Texto apresentado
'''

Nada sugere, é claro, uma aprovação automática. Dúvidas e ressalvas importantes estão presentes e o governo deve saber que lidará com um complexo processo de discussões, pressões e negociações. Ele começou no interior do próprio partido do presidente e no âmbito do governo, tendendo a se espraiar pelos demais partidos, empresariado e sociedade civil, tendo o Congresso como eixo de articulação e de decisão final. É sem dúvida um sinal positivo de novos tempos na política brasileira, os quais se impõem, em ambos os Poderes, às lógicas e escolhas particulares desse ou daquele ator político.
O ministro da Fazenda tem mostrado muita
disposição a tal diálogo e não esconde até mesmo certo contentamento com ele.
Sua postura aberta tem sido amplamente reconhecida fora da área governista,
mesmo quando esse reconhecimento é acompanhado por algum ceticismo –
justificado - quanto à extensão, intensidade e sustentabilidade do aval
presidencial a essa atitude. Exemplo notório dessa recepção basicamente
positiva são os elogios que a atuação do ministro e o próprio conteúdo da
proposta receberam até mesmo do presidente do Banco Central, para frustração de
quem enxerga nele uma permanente fonte de tensão e polarização. Há razões,
portanto, para se esperar que possa surgir uma solução satisfatória, capaz de
combinar prudência fiscal e compromisso com a pauta social que o presidente
apresentou na campanha eleitoral. Essa expectativa não exclui a consideração
realista de que há um longo caminho a percorrer, no âmbito do Poder Legislativo,
o qual se encontra em visível processo de reestruturação institucional e de
realinhamento político.
Tem se especulado sobre o sentido dos movimentos do governo, supostamente na busca de um novo padrão de relacionamento com o Congresso. Há controvérsia sobre se o presidente está, de fato, tentando fixar um padrão definido e estável de relacionamento, parecido com o antigo presidencialismo de coalizão, que já deixou de vigorar, em sua plenitude, há bom tempo. Por vezes parece mais certo que Lula venha tendo papel mais passivo, seja por preferência (por supor que sua influência prevalece jogando parado, com regras frouxas) ou por falta de escolha. Por uma razão ou por outra (ou por ambas), em vez de tentar um caminho, ele pode estar sendo tentado a seguir, simultaneamente, em diferentes direções, por distintos grupos do Legislativo com os quais a iniciativa parece estar, mais do que com o Chefe do Executivo. Tratarei ainda desses possíveis grupos e direções, mas quero, por mais um instante, comentar o que posso entender, até aqui, sobre os movimentos do presidente.

'''

Dados armazenados
'''

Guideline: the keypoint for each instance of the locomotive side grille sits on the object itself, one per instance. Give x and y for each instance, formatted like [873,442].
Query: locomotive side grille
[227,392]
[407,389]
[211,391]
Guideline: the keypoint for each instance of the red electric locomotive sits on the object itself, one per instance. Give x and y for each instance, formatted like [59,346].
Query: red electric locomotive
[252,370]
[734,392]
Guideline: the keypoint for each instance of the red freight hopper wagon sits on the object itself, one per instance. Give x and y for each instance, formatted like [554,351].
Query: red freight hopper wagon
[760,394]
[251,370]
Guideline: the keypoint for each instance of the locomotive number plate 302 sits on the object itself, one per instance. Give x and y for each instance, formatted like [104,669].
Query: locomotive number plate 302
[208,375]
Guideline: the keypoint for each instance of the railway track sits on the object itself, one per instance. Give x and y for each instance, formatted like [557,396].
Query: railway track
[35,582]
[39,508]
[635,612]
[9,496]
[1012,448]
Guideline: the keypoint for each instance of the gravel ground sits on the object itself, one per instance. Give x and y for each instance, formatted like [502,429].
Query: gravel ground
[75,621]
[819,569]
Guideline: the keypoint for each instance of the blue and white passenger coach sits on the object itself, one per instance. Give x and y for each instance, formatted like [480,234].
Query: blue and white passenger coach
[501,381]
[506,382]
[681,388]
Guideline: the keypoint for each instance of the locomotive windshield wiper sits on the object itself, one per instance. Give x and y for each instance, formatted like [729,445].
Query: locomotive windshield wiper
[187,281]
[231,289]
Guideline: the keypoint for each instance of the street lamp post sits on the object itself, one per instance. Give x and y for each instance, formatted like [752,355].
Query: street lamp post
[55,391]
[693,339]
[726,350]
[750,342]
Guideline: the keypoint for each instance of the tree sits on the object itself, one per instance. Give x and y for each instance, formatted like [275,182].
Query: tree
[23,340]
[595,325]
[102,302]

'''
'''

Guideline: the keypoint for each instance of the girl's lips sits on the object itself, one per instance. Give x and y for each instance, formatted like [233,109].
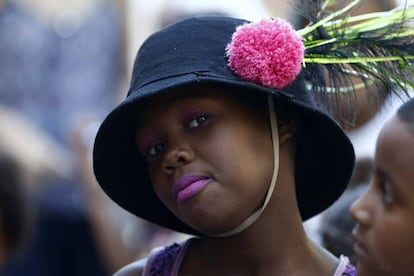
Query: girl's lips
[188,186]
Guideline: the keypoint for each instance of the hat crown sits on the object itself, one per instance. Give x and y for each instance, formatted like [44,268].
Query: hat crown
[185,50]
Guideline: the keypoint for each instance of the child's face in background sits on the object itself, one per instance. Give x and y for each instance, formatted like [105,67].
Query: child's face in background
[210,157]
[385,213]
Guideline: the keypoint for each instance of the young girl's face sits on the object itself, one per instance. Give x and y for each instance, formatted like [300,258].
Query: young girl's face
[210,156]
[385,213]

'''
'''

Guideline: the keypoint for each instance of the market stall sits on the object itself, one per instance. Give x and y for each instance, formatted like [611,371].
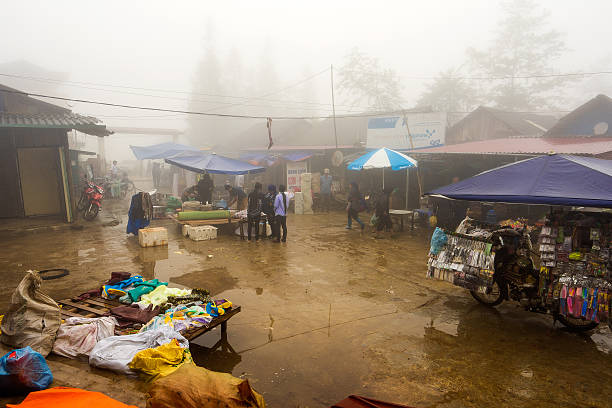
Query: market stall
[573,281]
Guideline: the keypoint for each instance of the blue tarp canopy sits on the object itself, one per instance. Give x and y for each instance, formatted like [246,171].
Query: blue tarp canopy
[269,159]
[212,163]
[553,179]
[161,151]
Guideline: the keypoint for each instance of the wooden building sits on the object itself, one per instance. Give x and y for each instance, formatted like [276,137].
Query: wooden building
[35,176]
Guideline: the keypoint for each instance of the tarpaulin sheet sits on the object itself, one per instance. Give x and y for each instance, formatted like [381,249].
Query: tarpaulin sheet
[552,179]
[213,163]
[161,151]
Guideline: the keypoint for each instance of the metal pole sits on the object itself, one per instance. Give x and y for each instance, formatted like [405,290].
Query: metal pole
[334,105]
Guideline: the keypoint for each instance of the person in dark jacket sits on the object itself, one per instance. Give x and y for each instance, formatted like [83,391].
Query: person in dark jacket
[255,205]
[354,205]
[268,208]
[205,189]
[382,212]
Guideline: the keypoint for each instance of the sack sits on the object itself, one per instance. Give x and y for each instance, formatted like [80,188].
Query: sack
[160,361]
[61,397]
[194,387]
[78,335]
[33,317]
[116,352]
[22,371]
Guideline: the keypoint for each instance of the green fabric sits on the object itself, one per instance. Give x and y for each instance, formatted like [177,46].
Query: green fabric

'''

Por favor, dê continuidade ao texto sobre a relação do governo com o Congresso a partir do ponto em que ele termina. Os registros não têm relação com o texto.

É duvidoso que ele esteja tentando
restabelecer o antigo sistema de relações entre Executivo e Legislativo que, em
meados da última década do século passado, o cientista político Sérgio
Abranches definiu como "presidencialismo de coalizão". Por vezes o
presidente parece imaginar é que pode repetir o que fez a partir de 2004. Ali
começou o desmonte da lógica de coalizão, que realmente orientara as relações
entre Executivo e Legislativo durante os governos FHC até o primeiro ano de
governo do próprio Lula. Desde a inflexão de 2004 o sistema que Abranches
flagrou firmando-se, na década anterior, passou a funcionar como simulacro, à
base de acordos ad hoc, cuja pedra de toque foi o mensalão. Penso que já foi
essa variante improvisada do sistema original que Dilma Rousseff não conseguiu
revalidar, gerando um vale-tudo e, em seguida, o enfraquecimento do Poder
Executivo perante um Legislativo crescentemente balcanizado. A situação crítica
que sucedeu à variante improvisada trouxe-nos até aqui, sem que uma nova
solução estável se firmasse. Vivemos ainda desdobramentos dessa relação
contingente, assistemática e predatória entre os dois poderes, a qual, agora,
algumas forças políticas mais responsáveis do Congresso tentam resolver.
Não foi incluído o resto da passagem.